[TASK REQUIREMENTS]:
Copy the items word for word, from the line with "Above is an image. Your job is to localize every dirt" to the line with "[444,261,1062,311]", and include both of those lines.

**** EXCERPTED DATA

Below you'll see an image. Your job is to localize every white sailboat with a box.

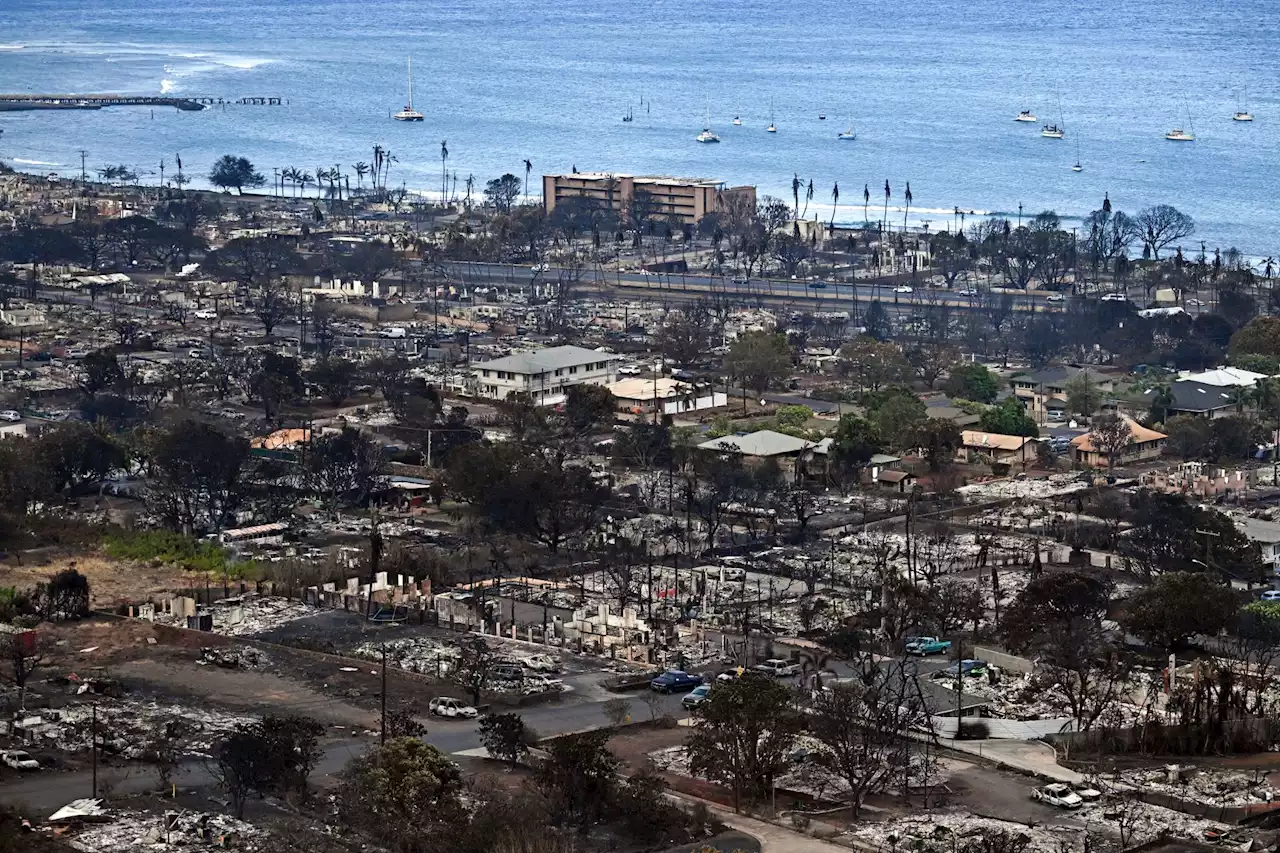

[392,56,426,122]
[1165,101,1196,142]
[694,106,719,142]
[1231,95,1253,122]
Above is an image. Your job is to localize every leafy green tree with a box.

[867,387,928,450]
[209,154,266,193]
[147,418,248,535]
[913,418,964,474]
[535,729,621,829]
[837,337,911,391]
[978,397,1039,438]
[337,738,466,853]
[306,356,361,406]
[686,672,804,809]
[1121,571,1239,652]
[479,713,536,770]
[484,172,520,214]
[942,362,1000,403]
[724,332,792,393]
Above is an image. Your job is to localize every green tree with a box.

[479,713,536,770]
[978,397,1039,438]
[484,172,520,214]
[1121,571,1239,652]
[686,672,804,809]
[837,337,911,391]
[306,356,361,406]
[337,738,466,853]
[724,332,792,394]
[868,387,928,450]
[942,362,1000,403]
[535,729,621,829]
[209,154,266,193]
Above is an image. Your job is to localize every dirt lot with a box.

[0,552,192,608]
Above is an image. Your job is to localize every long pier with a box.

[0,95,284,111]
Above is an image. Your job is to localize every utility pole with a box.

[379,642,387,745]
[88,702,97,797]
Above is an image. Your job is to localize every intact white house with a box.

[471,346,618,406]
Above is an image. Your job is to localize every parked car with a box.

[906,637,951,657]
[0,749,40,770]
[426,695,480,720]
[680,684,712,708]
[524,672,564,693]
[751,657,800,679]
[1032,783,1084,808]
[649,670,703,693]
[1071,783,1102,803]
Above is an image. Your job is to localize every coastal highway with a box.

[444,261,1062,311]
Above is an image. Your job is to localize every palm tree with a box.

[881,178,892,231]
[827,181,840,236]
[351,160,369,190]
[440,140,449,205]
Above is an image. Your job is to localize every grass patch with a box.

[102,530,257,580]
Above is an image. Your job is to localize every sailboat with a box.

[392,56,426,122]
[1231,90,1253,122]
[1165,101,1196,142]
[1041,97,1066,140]
[694,106,719,142]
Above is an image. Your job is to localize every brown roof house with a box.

[1071,415,1169,467]
[956,429,1036,465]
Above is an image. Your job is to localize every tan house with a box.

[957,429,1036,465]
[1071,415,1169,467]
[1009,366,1115,424]
[543,172,755,225]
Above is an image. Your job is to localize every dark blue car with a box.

[649,670,703,693]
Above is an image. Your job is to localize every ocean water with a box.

[0,0,1280,256]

********

[RESPONSE FOR THIS EXERCISE]:
Above is an image. Your job is to localize every dirt lot with a box.

[0,552,192,608]
Above is an image. Your job is to localize every long pier with a box.

[0,95,284,111]
Above is an image. Your job is to localize every utility pole with a box.

[379,642,387,745]
[88,702,97,797]
Above is an image. Your job is to localize every intact white house with a box.

[471,346,618,406]
Above is an image. Your job is to localize every parked car with a box.

[906,637,951,657]
[0,749,40,770]
[426,695,480,720]
[680,684,712,708]
[524,672,564,693]
[751,657,800,679]
[1032,783,1084,808]
[649,670,703,693]
[1071,783,1102,803]
Above is an image. Your job is to localize every coastal highway with a box.

[444,261,1062,311]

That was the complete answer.